## DOCUMENT EXCERPT
--- START ---

The “Curing Cancer Portfolio” (Part One)

Sniffing out the Alex Daley's teasers from Casey Extraordinary Technology

I haven’t written about a biotech teaser pick or about any of the Casey newsletters for quite a while, so this one that many readers sent in recently looked like a fine target for the Thinkolator today …

The pitch is from Alex Daley, the “Chief Technology Investment Strategist” for Casey Research, and he’s trying to get folks to sign up for Casey Extraordinary Technology, which generally focuses on “breakthrough” and “fast moving” biotech and technology stocks (and costs $749 “on sale” at the moment).

And the inducement to subscribe is that he’ll name the four stocks in his “Curing Cancer Portfolio” — which sounds great, of course. Who hasn’t had someone in their family suffer from some variety of cancer? And perhaps more relevantly, what investor doesn’t salivate over the riches that flow to breakthrough cancer drugs? When it comes to building mega-drugs, going after widely-distributed diseases like many cancers is right up there with curing Alzheimer’s in the “unmet need leads to riches” category. Of course, biotech stocks are almost always hyper-risky, too, since most of them on the cutting edge have no revenue yet, and may never have revenue if they don’t get a drug approved or, on the path to approval, a lucrative partnership deal or buyout from big pharma.

Still, the lure of the mega-buyout or the shockingly effective product is always there — not many stocks, other perhaps than junior mining and energy exploration companies, can offer the potential (however far-fetched it may be in some cases) of a stock that could double overnight from one piece of news.

So what, then, are the stocks in this “Curing Cancer Portfolio” that they’re touting? Let’s start looking for ’em — clues, please!

“Pick #1: A company creating cancer-killing ‘smart bombs’

“Traditional chemotherapy poisons healthy cells along with cancerous cells. But this company is developing biotechnology that utilizes antibodies, a critical part of our own immune systems. What it does is link these antibodies – which are targeted to cancer cells – to potent cancer-killing drugs.

“These antibodies act like ‘smart bombs.’ And once they hit their targets, the cancer-killing drugs they carry are released into malignant cells.

“The result – the cancer is killed while surrounding healthy cells are spared.

--- END ---

## WORK INSTRUCTION 1
According to the Curing Cancer Portfolio article, why are biotech stocks almost always hyper-risky? Answer in one to three sentences.
## WORK INSTRUCTION 2
Answer these questions from the Curing Cancer Portfolio article:
(a) What does Casey Extraordinary Technology cost "on sale" at the moment?
(b) What is Alex Daley's title at Casey Research?
(c) In Pick #1, what does the company link its cancer-targeted antibodies to?
## WORK INSTRUCTION 3
Carry the Curing Cancer Portfolio article forward from its final sentence.

[Data excerpts]
--- START ---

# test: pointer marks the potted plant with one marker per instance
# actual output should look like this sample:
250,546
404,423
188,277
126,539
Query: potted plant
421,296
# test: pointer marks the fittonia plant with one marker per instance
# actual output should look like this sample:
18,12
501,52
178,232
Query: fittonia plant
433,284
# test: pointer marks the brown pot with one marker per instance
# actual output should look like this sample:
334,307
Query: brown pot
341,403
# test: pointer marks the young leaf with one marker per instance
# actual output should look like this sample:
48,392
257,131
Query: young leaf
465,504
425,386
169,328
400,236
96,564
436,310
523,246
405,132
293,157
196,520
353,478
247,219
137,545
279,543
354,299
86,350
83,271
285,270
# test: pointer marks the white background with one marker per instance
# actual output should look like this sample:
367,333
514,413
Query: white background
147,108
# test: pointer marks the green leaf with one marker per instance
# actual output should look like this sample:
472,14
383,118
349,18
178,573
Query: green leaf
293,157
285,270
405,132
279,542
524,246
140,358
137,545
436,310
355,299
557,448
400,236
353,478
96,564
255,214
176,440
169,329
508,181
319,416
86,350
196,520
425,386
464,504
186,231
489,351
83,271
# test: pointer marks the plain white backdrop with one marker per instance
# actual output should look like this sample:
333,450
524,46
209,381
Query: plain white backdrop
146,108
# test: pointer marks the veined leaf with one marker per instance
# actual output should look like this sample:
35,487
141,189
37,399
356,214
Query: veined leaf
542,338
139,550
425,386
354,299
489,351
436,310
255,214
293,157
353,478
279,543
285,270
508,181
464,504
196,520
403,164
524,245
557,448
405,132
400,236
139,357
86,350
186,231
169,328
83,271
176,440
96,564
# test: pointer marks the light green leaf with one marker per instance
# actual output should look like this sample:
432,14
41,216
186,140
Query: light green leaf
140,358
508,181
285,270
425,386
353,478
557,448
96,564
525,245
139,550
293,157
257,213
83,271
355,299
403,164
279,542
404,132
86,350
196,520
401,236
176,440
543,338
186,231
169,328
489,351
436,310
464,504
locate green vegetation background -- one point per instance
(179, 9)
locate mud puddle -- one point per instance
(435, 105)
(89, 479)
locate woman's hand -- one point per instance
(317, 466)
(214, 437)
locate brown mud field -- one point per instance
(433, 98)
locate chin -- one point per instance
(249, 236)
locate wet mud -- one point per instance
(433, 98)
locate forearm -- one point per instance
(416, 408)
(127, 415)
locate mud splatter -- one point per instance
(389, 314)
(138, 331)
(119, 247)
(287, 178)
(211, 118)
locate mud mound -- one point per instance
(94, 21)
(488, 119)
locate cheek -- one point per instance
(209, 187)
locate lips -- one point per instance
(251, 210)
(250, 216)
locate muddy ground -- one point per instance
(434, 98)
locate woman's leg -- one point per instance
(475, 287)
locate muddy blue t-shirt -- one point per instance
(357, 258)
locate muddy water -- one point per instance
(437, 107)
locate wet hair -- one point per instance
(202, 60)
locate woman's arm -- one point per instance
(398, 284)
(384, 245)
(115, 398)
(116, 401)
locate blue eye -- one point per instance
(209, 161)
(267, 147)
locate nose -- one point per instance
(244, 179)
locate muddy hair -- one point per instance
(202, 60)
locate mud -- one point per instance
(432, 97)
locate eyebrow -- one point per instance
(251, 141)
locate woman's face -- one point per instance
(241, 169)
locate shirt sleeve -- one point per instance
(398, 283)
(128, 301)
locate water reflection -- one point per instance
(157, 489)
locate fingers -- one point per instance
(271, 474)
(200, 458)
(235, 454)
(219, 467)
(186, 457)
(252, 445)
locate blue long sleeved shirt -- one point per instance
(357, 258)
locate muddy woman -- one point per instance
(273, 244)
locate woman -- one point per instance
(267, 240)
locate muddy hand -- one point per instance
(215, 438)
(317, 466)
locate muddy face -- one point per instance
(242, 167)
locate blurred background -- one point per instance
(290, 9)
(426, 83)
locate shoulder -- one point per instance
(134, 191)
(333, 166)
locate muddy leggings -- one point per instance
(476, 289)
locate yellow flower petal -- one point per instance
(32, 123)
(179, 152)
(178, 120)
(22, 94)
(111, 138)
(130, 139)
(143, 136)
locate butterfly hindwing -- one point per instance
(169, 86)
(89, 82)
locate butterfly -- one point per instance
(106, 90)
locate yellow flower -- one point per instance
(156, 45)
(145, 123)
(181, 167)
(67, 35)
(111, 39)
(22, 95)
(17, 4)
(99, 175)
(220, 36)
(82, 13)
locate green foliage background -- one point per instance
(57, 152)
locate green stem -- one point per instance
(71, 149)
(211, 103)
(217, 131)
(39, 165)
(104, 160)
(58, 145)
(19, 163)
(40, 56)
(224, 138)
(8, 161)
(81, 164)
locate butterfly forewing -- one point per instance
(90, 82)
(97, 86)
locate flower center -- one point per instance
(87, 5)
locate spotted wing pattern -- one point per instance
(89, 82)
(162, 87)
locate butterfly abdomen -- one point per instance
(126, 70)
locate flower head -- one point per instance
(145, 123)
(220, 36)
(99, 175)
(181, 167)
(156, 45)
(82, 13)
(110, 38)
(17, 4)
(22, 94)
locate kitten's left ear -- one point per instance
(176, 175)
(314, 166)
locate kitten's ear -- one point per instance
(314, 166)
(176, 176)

--- END ---

## TASK ANSWER 1
Most cutting-edge biotech companies have no revenue yet. They may never have any if they fail to get a drug approved or, on the way to approval, fail to land a lucrative partnership deal or a buyout from big pharma.

## TASK ANSWER 2
(a) $749.
(b) "Chief Technology Investment Strategist."
(c) Potent cancer-killing drugs.

## TASK ANSWER 3
“Phase II trials of this drug on 102 Hodgkin’s lymphoma patients have shown great promise:

  • 94% of patients in the trial showed reductions in tumor volume
  • 75% of patients achieved an objective response, including 34% with complete remissions
  • The drug was generally well tolerated, with only mild to moderate side effects

“Another Phase II trial on 58 patients with a different kind of lymphoma (ALCL) was even more impressive. In this trial, 53% of them got complete remissions and 97% showed a reduction in tumor volume.

“Last August, the FDA approved this revolutionary drug, clearing the way for the company to start marketing it as a new treatment for lymphomas.

“This firm also has other programs going for it, including two more cancer-fighting drugs.

“The stock’s already up 20% since we recommended it in March, 2011 but there’s still time to make a tidy profit if you act fast (our three-year target is a quadrupling of prices from our preferred entry point).”

Toss it all into the gaping maw of the Mighty, Mighty Thinkolator and we learn that this drug is brentuximab vedotin, and that it’s being developed under the brand name Adcetris by a company that we’ve seen in these pages before, Seattle Genetics (SGEN)

SGEN is a pretty big biotech company now, with a market cap around $2.5 billion, and Adcetris is their lead product and the only one that has been approved by the FDA (though the approval is still very limited, it was approved for truly desperate situations). Here’s how they list the indications for the drug right now:

“Hodgkin lymphoma (HL) after failure of autologous stem cell transplant (ASCT)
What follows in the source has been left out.